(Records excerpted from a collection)
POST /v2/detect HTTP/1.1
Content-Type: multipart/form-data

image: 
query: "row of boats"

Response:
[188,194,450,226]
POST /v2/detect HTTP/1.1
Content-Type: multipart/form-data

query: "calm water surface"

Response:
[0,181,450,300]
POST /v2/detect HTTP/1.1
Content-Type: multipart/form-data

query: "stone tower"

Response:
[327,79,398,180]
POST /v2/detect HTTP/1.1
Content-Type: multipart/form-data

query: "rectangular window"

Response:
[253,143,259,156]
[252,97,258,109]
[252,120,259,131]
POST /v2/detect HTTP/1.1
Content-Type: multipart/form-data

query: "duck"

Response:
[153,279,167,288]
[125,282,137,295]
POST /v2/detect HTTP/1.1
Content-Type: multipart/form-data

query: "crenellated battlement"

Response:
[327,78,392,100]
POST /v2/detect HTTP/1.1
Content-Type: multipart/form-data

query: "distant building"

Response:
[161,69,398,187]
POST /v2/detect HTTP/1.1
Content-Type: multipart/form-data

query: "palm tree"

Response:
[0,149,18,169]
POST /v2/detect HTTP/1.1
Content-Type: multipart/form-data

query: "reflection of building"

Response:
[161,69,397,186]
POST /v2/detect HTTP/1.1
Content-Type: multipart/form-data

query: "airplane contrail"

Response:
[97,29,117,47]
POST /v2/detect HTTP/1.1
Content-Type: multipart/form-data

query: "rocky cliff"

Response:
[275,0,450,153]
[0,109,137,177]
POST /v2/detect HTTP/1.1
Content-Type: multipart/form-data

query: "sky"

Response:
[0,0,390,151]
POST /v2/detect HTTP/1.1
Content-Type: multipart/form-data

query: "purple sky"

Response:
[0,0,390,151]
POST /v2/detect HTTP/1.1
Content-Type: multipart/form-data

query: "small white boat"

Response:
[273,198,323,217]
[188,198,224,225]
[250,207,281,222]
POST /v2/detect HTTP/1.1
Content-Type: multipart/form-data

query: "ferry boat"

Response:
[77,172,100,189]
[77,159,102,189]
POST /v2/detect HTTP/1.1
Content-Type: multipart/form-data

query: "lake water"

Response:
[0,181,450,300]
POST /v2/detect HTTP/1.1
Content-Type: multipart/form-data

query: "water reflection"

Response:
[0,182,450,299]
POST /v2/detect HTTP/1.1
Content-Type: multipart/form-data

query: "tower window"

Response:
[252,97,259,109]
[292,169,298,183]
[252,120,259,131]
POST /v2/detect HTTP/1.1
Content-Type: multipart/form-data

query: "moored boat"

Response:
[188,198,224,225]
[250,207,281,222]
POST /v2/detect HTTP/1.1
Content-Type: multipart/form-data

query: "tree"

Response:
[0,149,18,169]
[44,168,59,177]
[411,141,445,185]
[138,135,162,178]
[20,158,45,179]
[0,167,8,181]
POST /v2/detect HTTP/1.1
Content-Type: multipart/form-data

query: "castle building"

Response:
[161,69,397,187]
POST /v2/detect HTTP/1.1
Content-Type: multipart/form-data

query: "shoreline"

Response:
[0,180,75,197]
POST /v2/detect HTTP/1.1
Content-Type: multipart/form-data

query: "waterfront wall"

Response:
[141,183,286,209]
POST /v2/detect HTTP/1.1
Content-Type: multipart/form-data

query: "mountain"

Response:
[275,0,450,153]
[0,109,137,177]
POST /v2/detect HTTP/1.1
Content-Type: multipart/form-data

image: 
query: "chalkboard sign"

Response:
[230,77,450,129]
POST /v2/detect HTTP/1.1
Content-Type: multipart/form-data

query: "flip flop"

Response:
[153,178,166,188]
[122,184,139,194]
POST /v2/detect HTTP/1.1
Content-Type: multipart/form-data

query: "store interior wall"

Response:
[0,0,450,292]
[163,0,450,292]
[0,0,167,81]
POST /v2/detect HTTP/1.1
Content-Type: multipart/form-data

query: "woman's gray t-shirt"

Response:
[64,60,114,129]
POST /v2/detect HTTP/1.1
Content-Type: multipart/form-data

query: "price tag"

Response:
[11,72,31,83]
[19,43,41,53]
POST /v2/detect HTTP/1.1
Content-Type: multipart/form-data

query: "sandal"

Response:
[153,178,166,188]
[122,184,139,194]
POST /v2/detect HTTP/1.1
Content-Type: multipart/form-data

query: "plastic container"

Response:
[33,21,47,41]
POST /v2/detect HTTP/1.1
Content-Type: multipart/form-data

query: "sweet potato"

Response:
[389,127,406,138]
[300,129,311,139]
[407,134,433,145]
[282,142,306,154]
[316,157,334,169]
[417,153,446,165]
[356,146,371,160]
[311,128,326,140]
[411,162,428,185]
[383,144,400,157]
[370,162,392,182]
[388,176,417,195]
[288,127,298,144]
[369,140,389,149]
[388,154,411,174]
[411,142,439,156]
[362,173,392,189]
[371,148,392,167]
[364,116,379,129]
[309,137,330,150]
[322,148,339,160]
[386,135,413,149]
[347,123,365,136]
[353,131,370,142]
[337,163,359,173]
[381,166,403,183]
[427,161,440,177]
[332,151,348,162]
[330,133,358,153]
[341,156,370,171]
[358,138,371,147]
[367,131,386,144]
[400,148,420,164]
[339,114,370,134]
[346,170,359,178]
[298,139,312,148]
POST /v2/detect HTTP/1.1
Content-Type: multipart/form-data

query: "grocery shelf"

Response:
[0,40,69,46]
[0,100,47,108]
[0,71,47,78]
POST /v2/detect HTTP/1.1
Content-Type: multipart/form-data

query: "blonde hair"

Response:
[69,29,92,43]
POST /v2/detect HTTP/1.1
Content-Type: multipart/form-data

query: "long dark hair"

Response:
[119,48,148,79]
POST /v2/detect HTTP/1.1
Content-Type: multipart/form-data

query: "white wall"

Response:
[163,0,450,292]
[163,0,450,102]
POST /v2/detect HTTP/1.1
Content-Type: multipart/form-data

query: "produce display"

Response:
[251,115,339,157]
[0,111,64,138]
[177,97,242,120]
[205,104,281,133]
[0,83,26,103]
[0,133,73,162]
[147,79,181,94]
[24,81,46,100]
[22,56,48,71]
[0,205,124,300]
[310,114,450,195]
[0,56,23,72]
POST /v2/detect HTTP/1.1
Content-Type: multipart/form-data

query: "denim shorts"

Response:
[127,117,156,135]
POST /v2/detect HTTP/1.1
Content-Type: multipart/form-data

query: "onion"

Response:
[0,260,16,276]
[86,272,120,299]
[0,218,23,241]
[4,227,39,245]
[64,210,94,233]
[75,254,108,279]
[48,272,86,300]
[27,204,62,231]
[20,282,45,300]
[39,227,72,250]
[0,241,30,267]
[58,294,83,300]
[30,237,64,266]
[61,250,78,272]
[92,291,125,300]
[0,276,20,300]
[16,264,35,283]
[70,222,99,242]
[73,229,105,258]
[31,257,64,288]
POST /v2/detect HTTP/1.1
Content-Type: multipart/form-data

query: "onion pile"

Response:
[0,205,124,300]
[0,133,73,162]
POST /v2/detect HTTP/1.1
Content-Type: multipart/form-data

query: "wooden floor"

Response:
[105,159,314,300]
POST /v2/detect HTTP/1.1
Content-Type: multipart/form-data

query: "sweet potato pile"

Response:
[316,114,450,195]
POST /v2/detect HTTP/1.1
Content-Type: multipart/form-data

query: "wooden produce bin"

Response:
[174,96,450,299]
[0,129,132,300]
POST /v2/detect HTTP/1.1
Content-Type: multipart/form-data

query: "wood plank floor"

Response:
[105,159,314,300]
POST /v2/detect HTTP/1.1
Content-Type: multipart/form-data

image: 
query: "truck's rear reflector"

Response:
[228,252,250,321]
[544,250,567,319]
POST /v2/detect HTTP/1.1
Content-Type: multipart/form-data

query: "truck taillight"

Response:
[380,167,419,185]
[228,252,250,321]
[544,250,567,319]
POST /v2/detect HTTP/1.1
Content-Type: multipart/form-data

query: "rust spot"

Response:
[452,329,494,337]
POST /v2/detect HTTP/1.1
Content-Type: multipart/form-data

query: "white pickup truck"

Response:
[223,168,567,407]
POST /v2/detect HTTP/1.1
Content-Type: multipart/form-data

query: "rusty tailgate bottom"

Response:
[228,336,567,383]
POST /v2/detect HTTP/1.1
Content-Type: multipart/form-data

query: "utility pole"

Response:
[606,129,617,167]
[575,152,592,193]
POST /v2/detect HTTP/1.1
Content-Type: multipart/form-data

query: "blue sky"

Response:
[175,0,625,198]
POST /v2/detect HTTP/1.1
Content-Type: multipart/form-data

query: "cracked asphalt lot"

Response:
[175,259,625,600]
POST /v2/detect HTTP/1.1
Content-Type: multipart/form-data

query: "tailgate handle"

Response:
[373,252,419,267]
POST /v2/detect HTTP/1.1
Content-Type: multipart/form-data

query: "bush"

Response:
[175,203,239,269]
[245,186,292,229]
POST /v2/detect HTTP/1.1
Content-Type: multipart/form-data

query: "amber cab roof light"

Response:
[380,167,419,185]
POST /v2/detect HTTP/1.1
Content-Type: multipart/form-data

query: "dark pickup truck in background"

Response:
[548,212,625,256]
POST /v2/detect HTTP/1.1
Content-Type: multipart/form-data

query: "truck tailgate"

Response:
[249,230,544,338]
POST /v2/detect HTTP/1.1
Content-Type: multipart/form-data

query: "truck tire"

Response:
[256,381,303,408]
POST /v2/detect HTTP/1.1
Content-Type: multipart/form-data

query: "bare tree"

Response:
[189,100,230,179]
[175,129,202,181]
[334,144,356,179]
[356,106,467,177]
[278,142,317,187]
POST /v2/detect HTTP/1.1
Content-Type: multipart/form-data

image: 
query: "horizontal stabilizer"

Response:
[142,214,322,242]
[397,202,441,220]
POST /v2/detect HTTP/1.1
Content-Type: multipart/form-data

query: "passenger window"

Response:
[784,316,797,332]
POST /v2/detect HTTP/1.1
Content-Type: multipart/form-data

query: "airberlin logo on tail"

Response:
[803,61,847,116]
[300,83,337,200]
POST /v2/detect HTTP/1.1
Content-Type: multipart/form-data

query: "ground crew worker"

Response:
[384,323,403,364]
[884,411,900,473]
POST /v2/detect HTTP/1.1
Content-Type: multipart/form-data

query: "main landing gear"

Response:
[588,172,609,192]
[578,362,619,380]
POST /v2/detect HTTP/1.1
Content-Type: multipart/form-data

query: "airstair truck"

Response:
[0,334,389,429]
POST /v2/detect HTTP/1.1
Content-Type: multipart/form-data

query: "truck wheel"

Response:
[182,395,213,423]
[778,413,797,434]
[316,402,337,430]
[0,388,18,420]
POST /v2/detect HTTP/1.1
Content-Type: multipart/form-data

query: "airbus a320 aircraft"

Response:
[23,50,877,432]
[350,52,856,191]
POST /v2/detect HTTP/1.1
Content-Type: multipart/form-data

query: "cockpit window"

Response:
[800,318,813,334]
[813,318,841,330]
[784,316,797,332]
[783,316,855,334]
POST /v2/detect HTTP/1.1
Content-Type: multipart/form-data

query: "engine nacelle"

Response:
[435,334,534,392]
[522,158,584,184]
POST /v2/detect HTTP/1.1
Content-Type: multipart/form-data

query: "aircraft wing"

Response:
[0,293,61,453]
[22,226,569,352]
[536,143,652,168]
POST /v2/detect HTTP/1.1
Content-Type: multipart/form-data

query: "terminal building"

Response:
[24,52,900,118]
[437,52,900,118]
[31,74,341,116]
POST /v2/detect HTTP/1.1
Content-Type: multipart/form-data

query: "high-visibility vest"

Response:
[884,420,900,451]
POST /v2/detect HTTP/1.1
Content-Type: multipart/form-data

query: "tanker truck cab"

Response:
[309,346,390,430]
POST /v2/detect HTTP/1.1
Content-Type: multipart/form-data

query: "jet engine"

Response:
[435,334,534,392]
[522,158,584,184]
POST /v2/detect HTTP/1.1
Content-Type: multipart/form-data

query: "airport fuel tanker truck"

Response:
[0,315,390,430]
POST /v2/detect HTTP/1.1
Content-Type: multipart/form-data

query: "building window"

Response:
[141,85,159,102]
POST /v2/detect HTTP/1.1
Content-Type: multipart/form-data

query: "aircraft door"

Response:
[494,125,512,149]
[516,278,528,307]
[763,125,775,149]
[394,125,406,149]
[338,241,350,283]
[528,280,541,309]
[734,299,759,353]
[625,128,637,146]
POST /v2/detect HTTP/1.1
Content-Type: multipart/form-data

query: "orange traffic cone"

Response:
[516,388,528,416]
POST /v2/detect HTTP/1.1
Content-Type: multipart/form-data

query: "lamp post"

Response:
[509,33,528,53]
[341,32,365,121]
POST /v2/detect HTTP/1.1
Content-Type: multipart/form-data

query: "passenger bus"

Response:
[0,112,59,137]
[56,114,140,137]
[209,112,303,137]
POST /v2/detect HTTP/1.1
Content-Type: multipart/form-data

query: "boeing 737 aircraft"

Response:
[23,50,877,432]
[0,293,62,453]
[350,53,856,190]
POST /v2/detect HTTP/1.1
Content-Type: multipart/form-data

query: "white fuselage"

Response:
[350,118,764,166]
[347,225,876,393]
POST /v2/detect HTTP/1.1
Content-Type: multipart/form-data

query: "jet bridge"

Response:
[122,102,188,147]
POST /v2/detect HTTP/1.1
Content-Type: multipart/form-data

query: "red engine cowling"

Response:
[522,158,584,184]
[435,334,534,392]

## [WHAT IS ASKED]
Locate each line in the material above that contains the string "window", and copy those lines.

## [SOLUTION FOR THIS PROBLEM]
query: "rectangular window"
query: "tower window"
query: "passenger window"
query: "cockpit window"
query: "building window"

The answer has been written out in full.